» **RAW RECORDS**:

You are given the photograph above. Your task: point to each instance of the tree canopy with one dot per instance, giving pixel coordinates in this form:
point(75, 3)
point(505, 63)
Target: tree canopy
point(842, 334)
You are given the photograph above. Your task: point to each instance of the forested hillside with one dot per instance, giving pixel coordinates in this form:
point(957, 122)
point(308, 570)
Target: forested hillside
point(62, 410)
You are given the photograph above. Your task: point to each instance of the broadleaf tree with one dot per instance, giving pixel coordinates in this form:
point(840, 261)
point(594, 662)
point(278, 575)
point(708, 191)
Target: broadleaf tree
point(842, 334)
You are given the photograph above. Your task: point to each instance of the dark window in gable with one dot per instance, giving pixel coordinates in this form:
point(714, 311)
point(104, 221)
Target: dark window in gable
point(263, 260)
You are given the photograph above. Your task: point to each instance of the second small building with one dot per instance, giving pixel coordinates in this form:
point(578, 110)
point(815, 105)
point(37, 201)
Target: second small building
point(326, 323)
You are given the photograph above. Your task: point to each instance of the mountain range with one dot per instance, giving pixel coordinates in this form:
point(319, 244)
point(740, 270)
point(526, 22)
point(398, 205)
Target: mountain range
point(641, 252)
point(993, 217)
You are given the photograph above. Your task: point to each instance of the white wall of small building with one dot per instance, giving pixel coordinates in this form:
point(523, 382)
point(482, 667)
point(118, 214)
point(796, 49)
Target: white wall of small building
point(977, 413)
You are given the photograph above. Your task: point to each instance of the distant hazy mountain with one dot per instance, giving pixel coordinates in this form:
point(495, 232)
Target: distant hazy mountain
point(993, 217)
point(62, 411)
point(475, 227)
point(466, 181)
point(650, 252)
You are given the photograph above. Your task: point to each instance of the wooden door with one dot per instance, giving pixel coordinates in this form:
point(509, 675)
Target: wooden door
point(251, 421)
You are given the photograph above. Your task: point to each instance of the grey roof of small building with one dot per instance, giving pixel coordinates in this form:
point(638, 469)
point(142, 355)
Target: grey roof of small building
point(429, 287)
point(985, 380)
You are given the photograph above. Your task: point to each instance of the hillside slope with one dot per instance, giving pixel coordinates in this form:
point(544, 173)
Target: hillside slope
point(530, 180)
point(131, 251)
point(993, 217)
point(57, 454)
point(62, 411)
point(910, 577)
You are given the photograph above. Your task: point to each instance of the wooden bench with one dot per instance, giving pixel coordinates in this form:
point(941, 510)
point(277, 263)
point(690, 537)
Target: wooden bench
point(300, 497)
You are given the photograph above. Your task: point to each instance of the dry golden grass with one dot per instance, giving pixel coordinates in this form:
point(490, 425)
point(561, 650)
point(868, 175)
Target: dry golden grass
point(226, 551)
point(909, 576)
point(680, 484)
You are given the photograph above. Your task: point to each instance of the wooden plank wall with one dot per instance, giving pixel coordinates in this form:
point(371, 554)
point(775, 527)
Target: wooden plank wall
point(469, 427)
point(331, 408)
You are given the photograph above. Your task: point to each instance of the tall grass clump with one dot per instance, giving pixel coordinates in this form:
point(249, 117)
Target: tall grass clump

» **WORK INSTRUCTIONS**: Your task is to print the whole listing again exactly.

» **EXERCISE OUTPUT**:
You are given the photograph above. Your task: point to each instance of the tree canopy with one dot per instance, giving pixel coordinates in this form:
point(75, 3)
point(505, 63)
Target: tree canopy
point(842, 334)
You are given the photograph above. Your task: point to each instance of the forested hillside with one dot per instance, giving pixel coordinates in this form:
point(957, 122)
point(308, 570)
Target: forested hillside
point(62, 410)
You are given the photograph above. Your task: point to each instance of the broadleaf tree with one dot per instance, giving pixel coordinates in this form:
point(840, 261)
point(594, 662)
point(278, 575)
point(708, 191)
Target: broadleaf tree
point(842, 334)
You are given the photograph above. Your task: point to each instance of the dark window in gable with one dot per instance, giving pixel coordinates in this form:
point(714, 311)
point(104, 221)
Target: dark window in gable
point(263, 260)
You are given the photograph above. Your task: point to each instance of the second small building with one dot per instance, giving pixel coordinates in this form:
point(578, 110)
point(815, 105)
point(37, 201)
Target: second small building
point(326, 323)
You are given the photograph above. Your task: point to each instance of the mountain range with one dot per instance, giving pixel coordinates in this form:
point(319, 244)
point(740, 270)
point(526, 22)
point(398, 205)
Target: mountain range
point(641, 252)
point(993, 217)
You are given the photograph above. Your task: point to each instance of the white wall of small building with one dot per instance, giving pixel coordinates in this form:
point(523, 382)
point(482, 667)
point(118, 214)
point(796, 49)
Target: white wall of small building
point(977, 413)
You are given the photograph above. Your task: point to each instance of the distant hazy mountain with one dot per instance, giving pixel coordinates in this form:
point(495, 232)
Target: distant hazy mountain
point(993, 217)
point(62, 411)
point(475, 227)
point(466, 181)
point(650, 252)
You are given the photograph above. Your task: point to each instance of the wooden door with one dot per instance, giving pixel coordinates in this form:
point(509, 675)
Target: wooden door
point(251, 421)
You are given the photograph above. Your task: point to each instance of the grey roof of small building with one dot per instance, giving pixel coordinates in this form:
point(638, 469)
point(142, 355)
Target: grey roof of small building
point(429, 287)
point(985, 380)
You are given the photograph above. Your task: point to each instance of the hillside slope with one dot per instance, giving pixel coordinates in this form:
point(544, 173)
Target: hillside slope
point(530, 180)
point(131, 251)
point(993, 217)
point(57, 454)
point(62, 411)
point(910, 577)
You are given the photograph above. Your task: point to each instance of the wooden bench with one dot per instance, giving pixel coordinates in this form:
point(941, 510)
point(277, 263)
point(690, 537)
Target: wooden bench
point(300, 497)
You are given the photograph above. Your task: point to each instance of the dry golden grass with one dot per instance, giving pixel coordinates in this form:
point(490, 425)
point(561, 650)
point(868, 175)
Target: dry golden grass
point(226, 551)
point(909, 576)
point(680, 484)
You are given the photograph above. Your task: point to each instance of the wooden plank wall with one dot per instance, giving pixel coordinates in this form:
point(371, 554)
point(775, 527)
Target: wooden plank wall
point(469, 427)
point(331, 408)
You are given the photograph above. Your task: point to each instance of the tall grass clump with one dot per instance, giving pixel coordinates in this form:
point(249, 117)
Target: tall grass clump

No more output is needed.